#### Dataset content ####

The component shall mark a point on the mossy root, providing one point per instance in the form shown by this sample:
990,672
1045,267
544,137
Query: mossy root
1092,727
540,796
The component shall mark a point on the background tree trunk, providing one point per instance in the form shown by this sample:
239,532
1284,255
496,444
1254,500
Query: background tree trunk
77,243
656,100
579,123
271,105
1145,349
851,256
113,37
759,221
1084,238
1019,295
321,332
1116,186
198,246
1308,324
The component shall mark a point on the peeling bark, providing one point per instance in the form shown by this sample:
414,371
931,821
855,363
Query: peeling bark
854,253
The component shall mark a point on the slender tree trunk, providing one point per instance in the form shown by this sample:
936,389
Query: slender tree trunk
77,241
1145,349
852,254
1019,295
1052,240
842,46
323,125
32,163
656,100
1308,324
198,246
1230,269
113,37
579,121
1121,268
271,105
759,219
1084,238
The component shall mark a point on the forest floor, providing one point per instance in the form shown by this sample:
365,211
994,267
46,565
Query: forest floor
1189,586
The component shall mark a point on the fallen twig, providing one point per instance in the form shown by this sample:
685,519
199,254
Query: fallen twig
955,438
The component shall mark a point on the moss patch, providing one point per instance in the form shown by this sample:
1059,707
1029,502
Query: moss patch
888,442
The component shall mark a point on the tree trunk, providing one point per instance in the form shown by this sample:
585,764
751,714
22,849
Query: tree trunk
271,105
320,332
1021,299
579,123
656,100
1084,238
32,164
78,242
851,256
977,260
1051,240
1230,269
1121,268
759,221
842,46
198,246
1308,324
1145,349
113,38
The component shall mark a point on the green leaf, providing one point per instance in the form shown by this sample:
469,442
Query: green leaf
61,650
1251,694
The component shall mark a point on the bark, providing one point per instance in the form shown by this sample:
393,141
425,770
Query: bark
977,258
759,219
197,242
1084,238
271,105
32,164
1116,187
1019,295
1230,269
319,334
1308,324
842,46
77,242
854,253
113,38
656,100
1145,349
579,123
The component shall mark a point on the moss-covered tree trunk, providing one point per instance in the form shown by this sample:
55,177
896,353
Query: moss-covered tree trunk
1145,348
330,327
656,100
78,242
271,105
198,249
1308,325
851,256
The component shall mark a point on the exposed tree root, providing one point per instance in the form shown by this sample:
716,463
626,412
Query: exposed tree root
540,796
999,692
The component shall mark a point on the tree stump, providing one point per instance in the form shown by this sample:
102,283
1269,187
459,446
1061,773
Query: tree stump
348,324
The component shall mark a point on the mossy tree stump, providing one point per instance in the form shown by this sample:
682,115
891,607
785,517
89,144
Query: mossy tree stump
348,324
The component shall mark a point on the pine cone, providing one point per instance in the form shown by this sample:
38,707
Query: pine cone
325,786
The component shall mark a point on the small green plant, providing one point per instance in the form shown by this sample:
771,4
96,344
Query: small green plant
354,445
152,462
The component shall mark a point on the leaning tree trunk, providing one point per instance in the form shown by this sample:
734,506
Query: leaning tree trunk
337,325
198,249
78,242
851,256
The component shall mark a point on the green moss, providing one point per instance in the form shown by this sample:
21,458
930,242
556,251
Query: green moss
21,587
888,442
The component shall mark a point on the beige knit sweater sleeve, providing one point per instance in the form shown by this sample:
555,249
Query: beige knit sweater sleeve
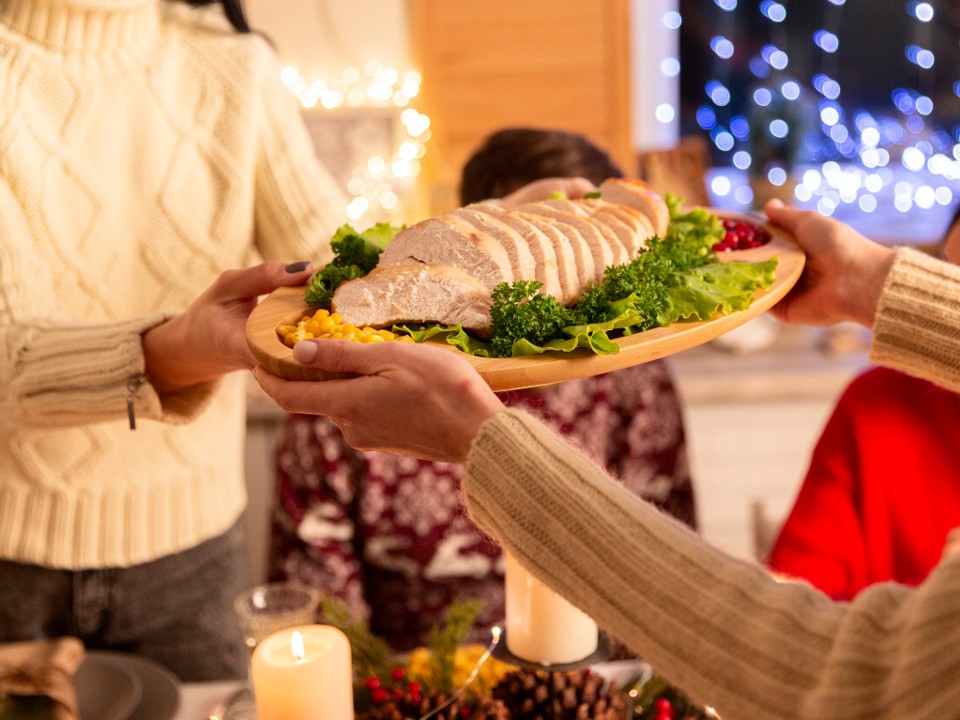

####

Task to carry out — Render the records above as a Markdown table with the columns Row and Line, giving each nonblank line its own numbered row and skipping blank lines. Leave the pictures out of the table.

Solution to this problem —
| Row | Line |
|---|---|
| 1 | The component shall mark a point on the mossy root, providing one point per instance in the form shown by this sample: |
| 2 | 990,672 |
| 3 | 1045,267 |
| 4 | 544,137 |
| 5 | Query: mossy root |
| 6 | 1092,727 |
| 7 | 540,796 |
| 8 | The component shall mark a point on the background tree trunk, providing one point per instance in the form shown by this sample: |
| 9 | 239,532 |
| 10 | 1284,255 |
| 11 | 496,444 |
| 12 | 1254,500 |
| 13 | Query: background tree trunk |
| 14 | 77,243 |
| 15 | 656,100 |
| 16 | 579,123 |
| 17 | 271,105 |
| 18 | 1145,349 |
| 19 | 851,256 |
| 20 | 113,37 |
| 21 | 759,221 |
| 22 | 1084,238 |
| 23 | 1019,295 |
| 24 | 321,332 |
| 25 | 1116,186 |
| 26 | 198,246 |
| 27 | 1308,324 |
| 28 | The component shall mark a point on the peeling bark, providing one point per instance in the form shown by this sample: |
| 29 | 414,371 |
| 30 | 931,821 |
| 31 | 855,363 |
| 32 | Query: peeling bark |
| 33 | 854,253 |
| 34 | The component shall mark a point on the slender tree trunk, providing one point per instance in the form shown by this sample: |
| 35 | 936,389 |
| 36 | Query: slender tree trunk |
| 37 | 77,241 |
| 38 | 1145,349 |
| 39 | 852,254 |
| 40 | 1019,295 |
| 41 | 1052,240 |
| 42 | 842,46 |
| 43 | 323,125 |
| 44 | 32,163 |
| 45 | 656,100 |
| 46 | 1308,324 |
| 47 | 198,246 |
| 48 | 1230,269 |
| 49 | 113,37 |
| 50 | 579,121 |
| 51 | 1121,268 |
| 52 | 271,105 |
| 53 | 759,219 |
| 54 | 1084,238 |
| 55 | The component shall mark a point on the forest floor, providing one point per instance in the form shown by this sample: |
| 56 | 365,211 |
| 57 | 994,267 |
| 58 | 46,565 |
| 59 | Query: forest floor |
| 60 | 1189,586 |
| 61 | The component shall mark a point on the fallen twig, providing one point per instance in the form shown by this sample: |
| 62 | 685,519 |
| 63 | 199,254 |
| 64 | Query: fallen twig |
| 65 | 955,438 |
| 66 | The component shall mark a point on the moss patch, providing one point per instance in the form shown by this sample: |
| 67 | 1059,707 |
| 68 | 1029,502 |
| 69 | Query: moss patch |
| 70 | 888,442 |
| 71 | The component shall mark a point on the tree trunk, providing one point per instance in the form shown by this sample: |
| 72 | 585,764 |
| 73 | 751,714 |
| 74 | 22,849 |
| 75 | Query: tree trunk |
| 76 | 271,105 |
| 77 | 320,332 |
| 78 | 1021,299 |
| 79 | 579,123 |
| 80 | 656,100 |
| 81 | 1084,238 |
| 82 | 32,164 |
| 83 | 78,242 |
| 84 | 851,256 |
| 85 | 977,260 |
| 86 | 1051,240 |
| 87 | 1230,269 |
| 88 | 1121,268 |
| 89 | 759,221 |
| 90 | 842,46 |
| 91 | 198,246 |
| 92 | 1308,324 |
| 93 | 1145,349 |
| 94 | 113,38 |
| 95 | The component shall mark a point on the green leaf, providing one point per instance in the form shown by this sample: |
| 96 | 469,442 |
| 97 | Query: green leaf |
| 98 | 61,650 |
| 99 | 1251,694 |
| 100 | The component shall mark a point on the bark, providing one point per instance in the form shown by this sample: |
| 101 | 393,141 |
| 102 | 425,770 |
| 103 | Query: bark |
| 104 | 977,258 |
| 105 | 759,219 |
| 106 | 197,242 |
| 107 | 1084,238 |
| 108 | 271,105 |
| 109 | 32,164 |
| 110 | 1116,187 |
| 111 | 1019,295 |
| 112 | 1230,269 |
| 113 | 319,334 |
| 114 | 1308,324 |
| 115 | 842,46 |
| 116 | 77,242 |
| 117 | 854,253 |
| 118 | 113,38 |
| 119 | 656,100 |
| 120 | 1145,349 |
| 121 | 579,123 |
| 122 | The component shall mark a point on the moss-covered tree trunk, providing one point per instance in the form shown by this sample: |
| 123 | 55,177 |
| 124 | 896,353 |
| 125 | Query: moss-covered tree trunk |
| 126 | 1145,348 |
| 127 | 330,327 |
| 128 | 656,100 |
| 129 | 78,242 |
| 130 | 271,105 |
| 131 | 198,249 |
| 132 | 1308,325 |
| 133 | 851,256 |
| 134 | The component shall mark a point on the exposed tree root, providing one point per instance in the form shown by this sample: |
| 135 | 716,463 |
| 136 | 626,412 |
| 137 | Query: exposed tree root |
| 138 | 540,796 |
| 139 | 999,692 |
| 140 | The component shall mark a point on the tree stump, providing one point per instance in the form shown by this sample: |
| 141 | 102,283 |
| 142 | 1269,187 |
| 143 | 459,446 |
| 144 | 1061,773 |
| 145 | Query: tree stump |
| 146 | 348,324 |
| 147 | The component shall mark a point on the mossy tree stump, providing one point per instance in the form shown by this sample: |
| 148 | 682,115 |
| 149 | 891,607 |
| 150 | 785,517 |
| 151 | 89,144 |
| 152 | Query: mossy tree stump |
| 153 | 348,324 |
| 154 | The component shall mark a point on the pine cone, providing one point per instance in the form shown by this sample: |
| 155 | 38,707 |
| 156 | Query: pine cone |
| 157 | 325,786 |
| 158 | The component shall mark a point on the small green plant, providing one point per instance in the form shown by this sample: |
| 159 | 771,4 |
| 160 | 96,344 |
| 161 | Query: small green plant |
| 162 | 354,445 |
| 163 | 152,462 |
| 164 | The component shall mark a point on the leaning tree trunk, providing one point per instance in the form shown by this sample: |
| 165 | 734,506 |
| 166 | Query: leaning tree trunk |
| 167 | 337,325 |
| 168 | 198,249 |
| 169 | 78,242 |
| 170 | 851,256 |
| 171 | The component shall mark a point on the green moss, providing one point per instance in the form shown by this sample: |
| 172 | 21,458 |
| 173 | 930,242 |
| 174 | 556,251 |
| 175 | Query: green moss |
| 176 | 21,587 |
| 177 | 888,442 |
| 178 | The component shall mark a point on the beige knit sweater sleeve, providing one point per instance in the form shown by this sample: |
| 179 | 555,249 |
| 180 | Query: beige knit sweater sleeve |